* TEXTO EXTRAÍDO:
Missão quase impossível
Pedro J. Bondaczuk
O
presidente nicaragüense, Daniel Ortega, tem mostrado uma enorme persistência na
busca de um diálogo direto com o governo dos EUA. Desde a sua posse, após as
eleições presidenciais de 4 de novembro do ano passado, classificadas como uma
farsa pela Casa Branca, mas cuja lisura foi atestada por inúmeros observadores
internacionais (inclusive norte-americanos), ele vem fazendo diversas ofertas
ao presidente Ronald Reagan, visando a obter o seu reconhecimento para o regime
sandinista. E quanto mais insiste, mais "Tio Sam" fecha a carranca e
mostra ares de poucos amigos. Aliás, de declarados inimigos.
Em
março passado, quando da posse do presidente uruguaio, Júlio Maria Sanguinetti,
Ortega praticamente "impôs" um encontro com o secretário de Estado,
George Shultz, em Montevidéu. Esperava-se que após essa reunião informal as
coisas viessem a tomar um novo rumo. Que norte-americanos e nicaragüenses
pudessem se sentar ao redor de uma mesma mesa e equacionar finalmente as suas
diferenças. Poucos dias depois, Ortega chegou a propor a redução de
conselheiros militares cubanos em seu país, ato que somente causou mais
desconfiança na Casa Branca ao invés de qualquer esperada distensão. Reagan e
seus conselheiros não viram na oferta nenhum gesto de boa vontade.
Pressentiram, isto sim, outro engodo propagandístico sandinista e nada mais.

* TAREFA PROPOSTA: Transcreva literalmente o trecho do artigo sobre Daniel Ortega que começa em "Missão quase impossível" e termina em "de declarados inimigos.". As entradas abaixo provêm de outra fonte.

* ENTRADAS EXIBIDAS:
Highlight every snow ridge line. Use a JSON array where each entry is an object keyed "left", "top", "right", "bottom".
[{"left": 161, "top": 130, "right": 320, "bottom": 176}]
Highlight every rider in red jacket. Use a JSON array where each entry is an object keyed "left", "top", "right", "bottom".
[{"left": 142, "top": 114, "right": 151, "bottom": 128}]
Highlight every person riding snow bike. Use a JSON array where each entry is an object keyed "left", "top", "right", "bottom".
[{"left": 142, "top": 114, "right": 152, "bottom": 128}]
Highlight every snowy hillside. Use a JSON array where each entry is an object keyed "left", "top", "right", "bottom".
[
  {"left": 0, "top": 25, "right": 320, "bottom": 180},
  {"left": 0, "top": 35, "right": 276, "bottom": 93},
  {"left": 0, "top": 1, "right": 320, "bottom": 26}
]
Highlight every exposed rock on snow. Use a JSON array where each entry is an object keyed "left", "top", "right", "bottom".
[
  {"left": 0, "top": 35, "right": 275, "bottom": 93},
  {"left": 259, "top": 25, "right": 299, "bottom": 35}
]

* SOLUÇÃO DA TAREFA:
Missão quase impossível
Pedro J. Bondaczuk
O
presidente nicaragüense, Daniel Ortega, tem mostrado uma enorme persistência na
busca de um diálogo direto com o governo dos EUA. Desde a sua posse, após as
eleições presidenciais de 4 de novembro do ano passado, classificadas como uma
farsa pela Casa Branca, mas cuja lisura foi atestada por inúmeros observadores
internacionais (inclusive norte-americanos), ele vem fazendo diversas ofertas
ao presidente Ronald Reagan, visando a obter o seu reconhecimento para o regime
sandinista. E quanto mais insiste, mais "Tio Sam" fecha a carranca e
mostra ares de poucos amigos. Aliás, de declarados inimigos.